- PROBLEM REQUIREMENTS
List every citation, by author and year, that appears in the Discussion section of the air pollution study text below.

Heat maps showing the effects of ground and satellite remote monitored air pollution and absolute humidity on daily mortality. A color coded cell represented a relative risk estimated by generalized linear models, at a significant level of p<0.05. In the analyses of AH-calibrated AOD and AH, season was used as a covariate; and in the analyses of AOD and PM10, absolute humidity and season was used as covariates. In all analyses, AH-calibrated AOD, AOD, PM10, and AH were log2-transformed for easy comparison.

Across all databases, we found that both AH-calibrated AOD and PM10 were consistently associated with the elevated daily events for cardiovascular diseases, ischemic heart diseases, and COPD. The relative risks estimated by AH-calibrated AOD and PM10 were similar, with the largest effects associated with COPD related outcomes. Overall, AH-calibrated AOD had narrower confidence intervals and was more sensitive in detecting adverse outcomes due to short-term exposure.

3.4. Health effects associated with AH and other meteorological factors

We also tested AH as a stand-alone risk factor for daily health outcomes (Figs. 4A, 5A, and 6). In all databases, AH demonstrated protective effects at compatible levels for all categories of cardiovascular and respiratory diseases. Additionally, it had protective effects on diabetes and hypertension, but had increased risk for injury, in the databases of hospital admissions and unscheduled outpatient visits. AH had no effects on daily events related to neoplasm. To address the question whether AH-calibrated AOD associated effects were solely driven by AH component, we further conducted the analyses using uncalibrated AOD and AH in the same GLM models, as in the analyses of PM10. We observed some discrepancies between AH-calibrated AOD and uncalibrated AOD mostly among the disease categories with small number of daily events (Figs. 4B, 5B, and 6). However, we still observed that uncalibrated AOD had significant increased risks associated with cardiovascular diseases, ischemic heart diseases, and COPD. Relative risks estimated for these diseases were compatible to those from AH-calibrated AOD, as well as from PM10. In an additional set of analyses, we calculated residual AOD after linear regression by AH, and applied residual AOD and AH in the same models. Since AH only accounted for a small portion of AOD variations (adjusted R2=0.203, p<0.0001), the results of residual AOD were very similar to the results of uncalibrated AOD (data not shown).

Because of high degree of correlations, other meteorological factors were also associated with daily health outcomes in all databases (Supplemental material, Fig. 3). Further, using other meteorological factors to replace AH, we obtained similar results for PM10 (data not shown). Among all meteorological factors, AH always gave the best models. However, we could not substitute AH with other meteorological factors in uncalibrated AOD models.

4. Discussion

In this study, we observed that AH-calibrated AOD were consistently associated with elevated daily events on the current day and/or lag days for cardiovascular diseases, ischemic heart diseases, and COPD. The results were robust across three independent databases. The associated disease patterns and overall effects estimated by relative risks were similar to ground monitoring by PM10. Additionally, compared to ground PM10, we found that AH-calibrated AOD had narrower confidence intervals for all models and was more robust in estimating the current day and lag day effects. The short-term effects associated with AOD were also consistent with previous studies using ground PM2.5 on the acute health effects of unscheduled outpatient visit, hospital admission and mortalities (Chang et al., 2005; Dominici et al., 2006; Fung et al., 2005; Ostro et al., 2006), including studies in Beijing (Xu et al., 1994, 1995b).

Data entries
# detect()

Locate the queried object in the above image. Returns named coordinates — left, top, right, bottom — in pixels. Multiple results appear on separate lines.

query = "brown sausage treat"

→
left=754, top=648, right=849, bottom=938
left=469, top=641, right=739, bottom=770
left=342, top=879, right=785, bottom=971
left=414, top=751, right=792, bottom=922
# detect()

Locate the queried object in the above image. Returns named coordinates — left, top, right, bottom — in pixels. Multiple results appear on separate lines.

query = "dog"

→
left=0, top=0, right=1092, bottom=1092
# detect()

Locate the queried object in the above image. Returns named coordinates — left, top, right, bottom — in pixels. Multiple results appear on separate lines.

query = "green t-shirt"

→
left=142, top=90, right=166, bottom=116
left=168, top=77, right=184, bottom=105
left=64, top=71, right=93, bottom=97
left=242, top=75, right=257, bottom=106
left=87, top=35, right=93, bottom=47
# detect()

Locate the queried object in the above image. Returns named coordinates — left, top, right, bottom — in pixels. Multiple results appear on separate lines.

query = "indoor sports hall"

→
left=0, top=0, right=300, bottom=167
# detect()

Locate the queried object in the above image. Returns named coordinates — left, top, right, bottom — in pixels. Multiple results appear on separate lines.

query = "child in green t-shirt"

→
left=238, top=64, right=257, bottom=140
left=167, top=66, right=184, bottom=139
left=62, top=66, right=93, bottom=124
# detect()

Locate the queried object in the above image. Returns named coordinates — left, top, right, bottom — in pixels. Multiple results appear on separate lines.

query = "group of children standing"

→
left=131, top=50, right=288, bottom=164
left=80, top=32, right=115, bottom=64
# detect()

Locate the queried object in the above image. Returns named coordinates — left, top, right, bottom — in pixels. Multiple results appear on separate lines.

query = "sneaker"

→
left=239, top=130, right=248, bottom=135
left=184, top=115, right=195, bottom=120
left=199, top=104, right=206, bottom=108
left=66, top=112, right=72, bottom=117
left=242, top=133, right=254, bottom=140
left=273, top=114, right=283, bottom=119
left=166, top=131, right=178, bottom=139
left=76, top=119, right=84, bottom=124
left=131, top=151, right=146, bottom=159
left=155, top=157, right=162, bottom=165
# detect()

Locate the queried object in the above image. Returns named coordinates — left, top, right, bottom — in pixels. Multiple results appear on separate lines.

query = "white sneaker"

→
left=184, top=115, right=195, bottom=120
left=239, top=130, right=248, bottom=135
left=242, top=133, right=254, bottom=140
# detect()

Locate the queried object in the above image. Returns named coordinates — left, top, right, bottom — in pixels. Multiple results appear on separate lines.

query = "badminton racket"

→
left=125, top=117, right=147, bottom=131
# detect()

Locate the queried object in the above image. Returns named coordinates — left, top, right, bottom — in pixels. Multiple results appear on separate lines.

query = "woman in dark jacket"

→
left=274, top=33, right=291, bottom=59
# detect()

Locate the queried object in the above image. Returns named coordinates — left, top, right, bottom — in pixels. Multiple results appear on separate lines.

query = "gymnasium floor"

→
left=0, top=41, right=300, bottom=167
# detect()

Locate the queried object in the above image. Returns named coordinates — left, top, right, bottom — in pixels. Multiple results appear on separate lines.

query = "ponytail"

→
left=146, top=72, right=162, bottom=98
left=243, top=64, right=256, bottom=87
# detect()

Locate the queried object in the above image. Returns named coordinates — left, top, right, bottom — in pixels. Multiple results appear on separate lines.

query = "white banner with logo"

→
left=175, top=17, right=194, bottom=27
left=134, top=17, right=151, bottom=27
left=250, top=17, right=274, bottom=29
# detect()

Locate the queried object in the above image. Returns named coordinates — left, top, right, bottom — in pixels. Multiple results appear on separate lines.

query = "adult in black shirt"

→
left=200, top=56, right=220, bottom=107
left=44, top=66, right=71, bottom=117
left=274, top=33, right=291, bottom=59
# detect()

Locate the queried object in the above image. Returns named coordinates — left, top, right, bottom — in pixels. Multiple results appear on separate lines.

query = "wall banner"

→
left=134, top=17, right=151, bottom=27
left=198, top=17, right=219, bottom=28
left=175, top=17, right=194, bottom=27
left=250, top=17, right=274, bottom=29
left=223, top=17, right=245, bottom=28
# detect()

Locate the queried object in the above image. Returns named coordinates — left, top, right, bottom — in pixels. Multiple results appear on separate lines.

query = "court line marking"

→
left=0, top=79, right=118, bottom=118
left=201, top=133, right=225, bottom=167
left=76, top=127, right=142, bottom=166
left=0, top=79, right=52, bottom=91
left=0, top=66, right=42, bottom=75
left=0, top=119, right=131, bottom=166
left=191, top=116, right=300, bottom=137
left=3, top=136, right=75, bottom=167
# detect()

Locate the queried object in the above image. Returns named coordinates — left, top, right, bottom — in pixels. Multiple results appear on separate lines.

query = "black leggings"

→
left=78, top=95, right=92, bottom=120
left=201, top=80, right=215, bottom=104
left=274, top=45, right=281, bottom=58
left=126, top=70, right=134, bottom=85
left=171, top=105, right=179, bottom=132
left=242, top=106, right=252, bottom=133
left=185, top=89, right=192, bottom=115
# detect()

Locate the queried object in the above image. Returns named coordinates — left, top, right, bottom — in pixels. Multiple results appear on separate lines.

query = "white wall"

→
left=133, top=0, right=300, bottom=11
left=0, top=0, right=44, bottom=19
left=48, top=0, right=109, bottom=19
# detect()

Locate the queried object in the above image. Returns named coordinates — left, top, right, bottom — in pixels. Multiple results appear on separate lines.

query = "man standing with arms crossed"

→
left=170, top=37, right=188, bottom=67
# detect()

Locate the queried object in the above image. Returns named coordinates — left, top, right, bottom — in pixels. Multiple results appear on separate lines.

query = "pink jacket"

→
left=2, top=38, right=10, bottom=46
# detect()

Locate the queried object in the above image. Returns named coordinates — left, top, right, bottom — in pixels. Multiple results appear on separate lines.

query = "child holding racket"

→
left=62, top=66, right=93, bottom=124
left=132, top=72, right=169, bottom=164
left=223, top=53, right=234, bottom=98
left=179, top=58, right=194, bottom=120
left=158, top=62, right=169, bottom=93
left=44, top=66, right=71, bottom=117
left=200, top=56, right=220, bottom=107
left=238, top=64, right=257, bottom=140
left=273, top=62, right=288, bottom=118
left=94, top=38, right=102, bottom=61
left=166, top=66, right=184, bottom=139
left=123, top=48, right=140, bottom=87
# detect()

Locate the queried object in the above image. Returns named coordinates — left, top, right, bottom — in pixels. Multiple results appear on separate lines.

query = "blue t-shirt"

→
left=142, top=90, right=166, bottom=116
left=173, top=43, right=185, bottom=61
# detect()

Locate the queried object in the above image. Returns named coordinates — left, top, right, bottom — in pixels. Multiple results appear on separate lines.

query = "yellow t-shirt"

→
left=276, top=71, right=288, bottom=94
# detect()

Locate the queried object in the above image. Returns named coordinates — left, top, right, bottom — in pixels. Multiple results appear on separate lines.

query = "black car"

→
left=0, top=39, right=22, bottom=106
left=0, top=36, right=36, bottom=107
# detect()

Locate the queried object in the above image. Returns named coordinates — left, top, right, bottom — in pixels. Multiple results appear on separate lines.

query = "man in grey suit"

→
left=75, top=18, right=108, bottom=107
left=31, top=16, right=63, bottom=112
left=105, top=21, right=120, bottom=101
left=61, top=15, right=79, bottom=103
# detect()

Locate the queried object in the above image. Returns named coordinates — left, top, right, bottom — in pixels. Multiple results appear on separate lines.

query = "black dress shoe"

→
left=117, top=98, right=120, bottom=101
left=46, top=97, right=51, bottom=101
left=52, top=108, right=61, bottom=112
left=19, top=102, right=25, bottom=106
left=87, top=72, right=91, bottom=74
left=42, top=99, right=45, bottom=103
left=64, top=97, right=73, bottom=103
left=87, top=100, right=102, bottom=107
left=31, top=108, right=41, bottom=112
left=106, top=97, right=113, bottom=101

- RESPONSE TO THE EXERCISE
Chang et al., 2005
Dominici et al., 2006
Fung et al., 2005
Ostro et al., 2006
Xu et al., 1994
Xu et al., 1995b